> **EXERCISE**:
Copy the entries from the line with "of the yellow" through the line with "[[123, 65]]", swapping "endpoint" for "service" and leaving everything else unchanged.

┌──

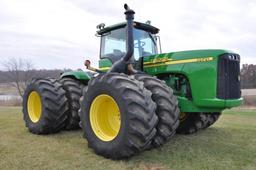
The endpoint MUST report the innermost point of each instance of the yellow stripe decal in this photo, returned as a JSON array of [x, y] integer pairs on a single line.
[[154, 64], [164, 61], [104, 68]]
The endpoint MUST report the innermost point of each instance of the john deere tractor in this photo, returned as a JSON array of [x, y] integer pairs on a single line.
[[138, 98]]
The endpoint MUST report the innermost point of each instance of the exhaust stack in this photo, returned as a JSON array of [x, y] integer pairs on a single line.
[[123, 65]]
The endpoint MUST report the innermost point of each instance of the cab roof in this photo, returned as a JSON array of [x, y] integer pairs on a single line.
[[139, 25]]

└──
┌──

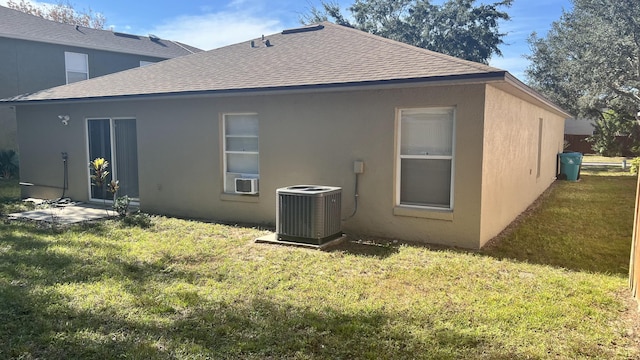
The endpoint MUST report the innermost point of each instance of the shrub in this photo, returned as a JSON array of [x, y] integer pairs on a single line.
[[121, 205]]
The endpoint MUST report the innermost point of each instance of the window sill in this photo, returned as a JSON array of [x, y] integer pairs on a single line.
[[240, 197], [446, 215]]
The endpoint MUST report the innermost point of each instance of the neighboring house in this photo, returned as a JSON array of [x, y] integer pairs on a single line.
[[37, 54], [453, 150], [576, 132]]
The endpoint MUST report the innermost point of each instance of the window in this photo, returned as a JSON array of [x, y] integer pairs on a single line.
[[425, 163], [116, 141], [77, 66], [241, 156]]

└──
┌──

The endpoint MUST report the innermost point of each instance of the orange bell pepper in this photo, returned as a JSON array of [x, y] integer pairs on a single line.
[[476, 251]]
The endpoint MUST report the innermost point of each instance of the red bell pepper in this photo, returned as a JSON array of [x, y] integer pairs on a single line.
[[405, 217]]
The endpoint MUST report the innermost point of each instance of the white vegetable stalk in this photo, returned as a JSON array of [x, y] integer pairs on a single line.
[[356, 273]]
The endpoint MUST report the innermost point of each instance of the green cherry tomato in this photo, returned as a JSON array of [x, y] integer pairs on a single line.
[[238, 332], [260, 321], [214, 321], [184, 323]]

└──

> **OUTPUT OF THE TASK**:
The service MUST report the innermost point of each instance of the yellow stripe decal in this photo, returned as a JSON array of [x, y] integer pairs on a single line.
[[154, 64], [164, 61], [104, 68]]
The service MUST report the innermost point of each instance of the john deere tractor in this photo, returned as a JSON array of [x, y] integer pairs on a single line.
[[138, 98]]
The service MUST report the innermost point of each instance of the exhaust stack in this photo, returned as a JSON array of [x, y] integer pairs on a single line.
[[123, 65]]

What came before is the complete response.